Required action:
In the forum thread about DetectNet-v2 accuracy, change everything from "Is there anyway" down to "(Mean average precision)." by replacing "single class" with "one class", and give the passage in full.

Document segment:
::::

Is there anyway to get accuracy equal to Yolov4 in Detect-net-v2 (with resnet18) using transfer learning toolkit (TLT)?

muhammadrizwanmunawar · May 31, 2021, 12:33pm

I trained (detect-net-v2 with resnet-18) on single class containing 1,60,000 training images.

The Mean average precision (MAP) I got is almost 73%. while on same data in yolov4 I got 91% MAP (Mean average precision).

I Know that increase in layers is directly related to Mean average precision and accuracy, but I am working on deep-stream. I need (FPS+good detection), If I will increase layers so, my FPS will move down.

Morganh · May 31, 2021, 1:33pm

Is the person class small object?

muhammadrizwanmunawar · May 31, 2021, 1:34pm

No, images have large size, all images are resized (640,480)

Morganh · May 31, 2021, 1:35pm

I mean the size of each bbox for the person. Is it small?

muhammadrizwanmunawar · May 31, 2021, 1:39pm

bbox varies for every image. (My dataset includes coco data and open images of person class).

Morganh · May 31, 2021, 1:44pm

You can calculate the average resolution according to the coordinate of each label.

::::

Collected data
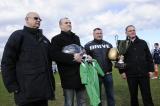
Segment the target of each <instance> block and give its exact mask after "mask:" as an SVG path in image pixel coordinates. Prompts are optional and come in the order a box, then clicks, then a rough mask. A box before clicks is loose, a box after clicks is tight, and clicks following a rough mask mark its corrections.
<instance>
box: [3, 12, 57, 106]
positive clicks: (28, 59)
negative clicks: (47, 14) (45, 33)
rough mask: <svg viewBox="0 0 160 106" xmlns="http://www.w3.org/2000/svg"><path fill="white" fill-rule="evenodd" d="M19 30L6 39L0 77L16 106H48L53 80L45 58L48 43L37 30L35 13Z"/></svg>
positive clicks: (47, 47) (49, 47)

::::

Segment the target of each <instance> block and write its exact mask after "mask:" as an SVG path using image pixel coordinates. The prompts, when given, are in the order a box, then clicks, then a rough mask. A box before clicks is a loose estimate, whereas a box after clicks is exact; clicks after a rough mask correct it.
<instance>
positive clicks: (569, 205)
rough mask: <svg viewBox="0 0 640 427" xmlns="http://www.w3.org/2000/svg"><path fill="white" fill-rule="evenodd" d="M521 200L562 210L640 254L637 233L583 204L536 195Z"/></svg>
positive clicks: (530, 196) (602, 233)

::::

Output of the exercise:
Is there anyway to get accuracy equal to Yolov4 in Detect-net-v2 (with resnet18) using transfer learning toolkit (TLT)?

muhammadrizwanmunawar · May 31, 2021, 12:33pm

I trained (detect-net-v2 with resnet-18) on one class containing 1,60,000 training images.

The Mean average precision (MAP) I got is almost 73%. while on same data in yolov4 I got 91% MAP (Mean average precision).